● **Aim of the task**: Leave out the pictures; transcribe all else exactly.

Source records

** start **

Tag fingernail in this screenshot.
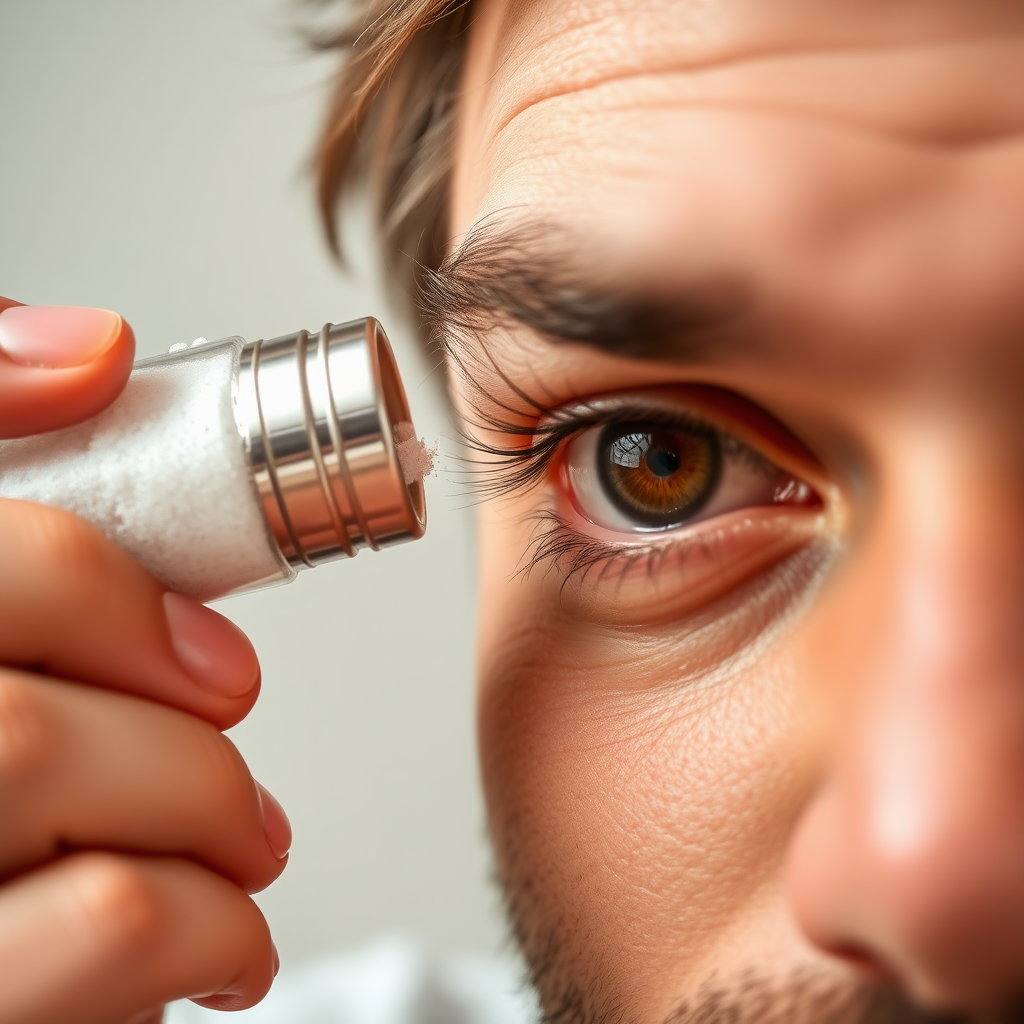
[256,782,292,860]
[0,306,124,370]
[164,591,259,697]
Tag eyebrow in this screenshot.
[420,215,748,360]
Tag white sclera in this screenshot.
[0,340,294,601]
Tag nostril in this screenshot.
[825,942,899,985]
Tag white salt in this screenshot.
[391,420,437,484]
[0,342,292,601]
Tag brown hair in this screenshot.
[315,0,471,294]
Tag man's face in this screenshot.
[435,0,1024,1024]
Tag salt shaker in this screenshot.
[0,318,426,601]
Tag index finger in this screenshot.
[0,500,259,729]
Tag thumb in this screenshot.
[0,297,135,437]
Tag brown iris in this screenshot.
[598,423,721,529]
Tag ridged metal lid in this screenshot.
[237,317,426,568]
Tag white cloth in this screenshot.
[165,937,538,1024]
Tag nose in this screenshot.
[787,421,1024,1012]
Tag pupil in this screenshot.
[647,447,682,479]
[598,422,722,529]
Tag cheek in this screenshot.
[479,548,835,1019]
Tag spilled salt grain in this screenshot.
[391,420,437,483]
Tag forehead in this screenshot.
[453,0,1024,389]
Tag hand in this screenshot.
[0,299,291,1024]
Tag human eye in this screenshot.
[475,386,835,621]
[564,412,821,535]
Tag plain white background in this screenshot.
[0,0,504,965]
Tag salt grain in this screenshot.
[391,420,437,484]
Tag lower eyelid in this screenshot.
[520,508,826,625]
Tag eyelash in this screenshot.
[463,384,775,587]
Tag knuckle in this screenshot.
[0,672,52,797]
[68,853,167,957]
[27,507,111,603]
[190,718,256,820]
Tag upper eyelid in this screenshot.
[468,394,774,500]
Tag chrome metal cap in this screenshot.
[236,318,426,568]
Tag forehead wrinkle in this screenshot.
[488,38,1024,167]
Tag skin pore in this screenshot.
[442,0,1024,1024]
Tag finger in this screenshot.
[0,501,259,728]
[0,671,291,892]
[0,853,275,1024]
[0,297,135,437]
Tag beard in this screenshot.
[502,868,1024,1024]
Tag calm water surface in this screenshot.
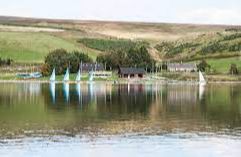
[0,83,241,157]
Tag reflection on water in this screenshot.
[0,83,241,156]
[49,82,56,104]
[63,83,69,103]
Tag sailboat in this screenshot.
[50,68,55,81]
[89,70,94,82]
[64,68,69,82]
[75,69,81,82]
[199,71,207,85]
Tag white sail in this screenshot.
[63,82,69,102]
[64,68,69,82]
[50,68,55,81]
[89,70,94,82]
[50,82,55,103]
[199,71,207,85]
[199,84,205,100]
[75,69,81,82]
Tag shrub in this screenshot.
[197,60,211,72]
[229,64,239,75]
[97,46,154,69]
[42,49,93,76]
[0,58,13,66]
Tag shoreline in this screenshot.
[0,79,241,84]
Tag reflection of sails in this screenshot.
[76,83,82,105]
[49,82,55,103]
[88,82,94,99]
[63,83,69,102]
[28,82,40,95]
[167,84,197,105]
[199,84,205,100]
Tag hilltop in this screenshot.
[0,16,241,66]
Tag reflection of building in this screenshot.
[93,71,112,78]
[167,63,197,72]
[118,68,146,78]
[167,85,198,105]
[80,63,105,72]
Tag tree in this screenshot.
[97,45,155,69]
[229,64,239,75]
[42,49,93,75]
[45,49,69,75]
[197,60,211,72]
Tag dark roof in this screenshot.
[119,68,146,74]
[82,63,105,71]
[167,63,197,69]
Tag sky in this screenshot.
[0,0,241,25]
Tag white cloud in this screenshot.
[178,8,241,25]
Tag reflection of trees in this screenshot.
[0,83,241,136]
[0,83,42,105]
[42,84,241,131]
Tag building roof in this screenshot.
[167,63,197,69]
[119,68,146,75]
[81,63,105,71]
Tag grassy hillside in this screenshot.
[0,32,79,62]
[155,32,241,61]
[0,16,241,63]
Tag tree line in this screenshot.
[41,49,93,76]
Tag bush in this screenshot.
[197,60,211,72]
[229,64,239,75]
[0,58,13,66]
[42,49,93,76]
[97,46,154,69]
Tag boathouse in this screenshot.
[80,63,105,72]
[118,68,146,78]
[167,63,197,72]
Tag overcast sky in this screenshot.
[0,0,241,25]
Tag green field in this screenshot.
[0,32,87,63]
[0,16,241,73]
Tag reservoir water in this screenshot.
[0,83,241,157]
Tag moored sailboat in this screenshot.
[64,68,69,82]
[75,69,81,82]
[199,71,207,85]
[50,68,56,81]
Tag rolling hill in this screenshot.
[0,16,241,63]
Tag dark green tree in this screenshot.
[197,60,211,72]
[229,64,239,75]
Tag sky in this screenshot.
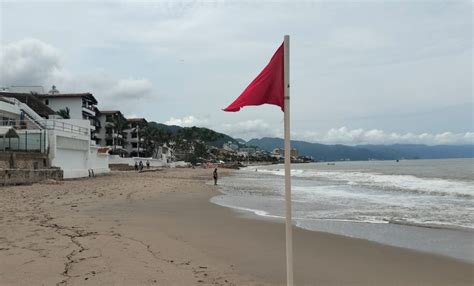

** end **

● **Full output**:
Tag fingernail in this screenshot.
[256,782,292,860]
[0,306,124,370]
[164,591,259,697]
Tag eyebrow in this screenshot.
[420,215,748,360]
Tag white sclera in this screenshot.
[0,340,294,601]
Tag nostril in this screenshot.
[825,942,899,985]
Tag white salt in this screenshot.
[391,420,437,484]
[0,342,292,601]
Tag brown hair in this screenshot.
[315,0,471,294]
Tag man's face in this screenshot.
[435,0,1024,1024]
Tag salt shaker in this screenshot.
[0,318,426,601]
Tag index finger in this screenshot.
[0,500,259,729]
Tag thumb in this screenshot.
[0,297,135,437]
Tag brown iris in this screenshot.
[598,423,721,529]
Tag ridged metal lid in this screenshot.
[237,317,426,568]
Tag white cloth in this screenshot.
[165,937,538,1024]
Tag nose in this screenshot.
[787,421,1024,1012]
Tag pupil in this screenshot.
[647,447,682,479]
[598,422,722,529]
Tag cheek in this screenshot.
[479,548,835,1019]
Tag spilled salt grain in this screenshot.
[391,420,437,483]
Tag forehead in this screenshot.
[453,0,1024,389]
Tag hand in this screenshot.
[0,299,291,1024]
Tag human eye in this screenshot.
[475,386,835,621]
[564,412,821,535]
Tag plain white background in this screenshot.
[0,0,504,965]
Tag salt grain in this screenshot.
[391,420,437,484]
Tag lower eyelid in this screenshot.
[520,508,826,625]
Tag eyelash in this screenshot.
[463,384,775,587]
Tag knuckle in this screenshot.
[0,672,52,797]
[68,853,167,957]
[27,507,111,603]
[190,718,256,820]
Tag upper eyelid in this screenshot.
[468,394,774,500]
Tag chrome metal cap in this screenshot.
[236,318,426,568]
Tag forehead wrinkle in this screenshot.
[488,38,1024,167]
Tag skin pore in this screenshot.
[442,0,1024,1024]
Tag finger in this screenshot.
[0,501,259,728]
[0,671,291,892]
[0,853,275,1024]
[0,297,135,437]
Tag beard in this screenshot.
[502,868,1024,1024]
Tag calm water surface in this screenshot.
[0,83,241,157]
Tag reflection on water in this screenshot.
[0,83,241,156]
[49,82,56,104]
[63,83,69,103]
Tag sailboat in this screenshot.
[50,68,55,81]
[89,70,94,82]
[64,68,69,82]
[75,69,81,82]
[199,71,207,85]
Tag white sail in this screenshot.
[63,82,69,102]
[64,68,69,82]
[50,68,55,81]
[89,70,94,82]
[50,82,55,103]
[199,71,207,85]
[199,84,205,100]
[75,69,81,82]
Tag shrub in this screenshot.
[197,60,211,72]
[229,64,239,75]
[97,46,154,69]
[42,49,93,76]
[0,58,13,66]
Tag shoreline in this screenshot.
[0,79,241,84]
Tag reflection of sails in this screenshot.
[76,83,82,105]
[49,82,55,103]
[88,82,94,99]
[63,83,69,102]
[28,82,40,95]
[167,84,197,105]
[199,84,205,100]
Tag hilltop in this screenshot.
[0,16,241,66]
Tag reflection of building in this screenshot.
[93,71,112,78]
[167,63,197,72]
[118,68,146,78]
[167,85,198,105]
[80,63,105,72]
Tag tree in this screenshot.
[97,45,155,69]
[229,64,239,75]
[42,49,93,75]
[45,49,69,75]
[197,60,211,72]
Tag dark roof in this screenshot.
[119,68,146,74]
[82,63,105,71]
[167,63,197,69]
Tag sky in this screenshot.
[0,0,241,25]
Tag white cloud in this screenshot.
[178,8,241,25]
Tag reflection of trees in this screenshot.
[0,83,241,136]
[0,83,42,105]
[42,84,241,131]
Tag building roof in this screenshot.
[167,63,197,69]
[119,68,146,75]
[81,63,105,71]
Tag grassy hillside in this screenshot.
[0,32,79,62]
[155,32,241,61]
[0,16,241,63]
Tag tree line in this screenshot.
[41,49,93,76]
Tag bush in this screenshot.
[197,60,211,72]
[229,64,239,75]
[0,58,13,66]
[42,49,93,76]
[97,46,154,69]
Tag boathouse in this screenshot.
[80,63,105,72]
[118,68,146,78]
[167,63,197,72]
Tag overcast sky in this screenshot.
[0,0,241,25]
Tag green field in this screenshot.
[0,32,87,63]
[0,16,241,73]
Tag reservoir water in this screenshot.
[0,83,241,157]
Tag moored sailboat in this screenshot.
[64,68,69,82]
[75,69,81,82]
[199,71,207,85]
[50,68,56,81]
Tag rolling hill in this screenshot.
[0,16,241,63]
Tag dark green tree in this screenshot.
[197,60,211,72]
[229,64,239,75]
Tag sky in this screenshot.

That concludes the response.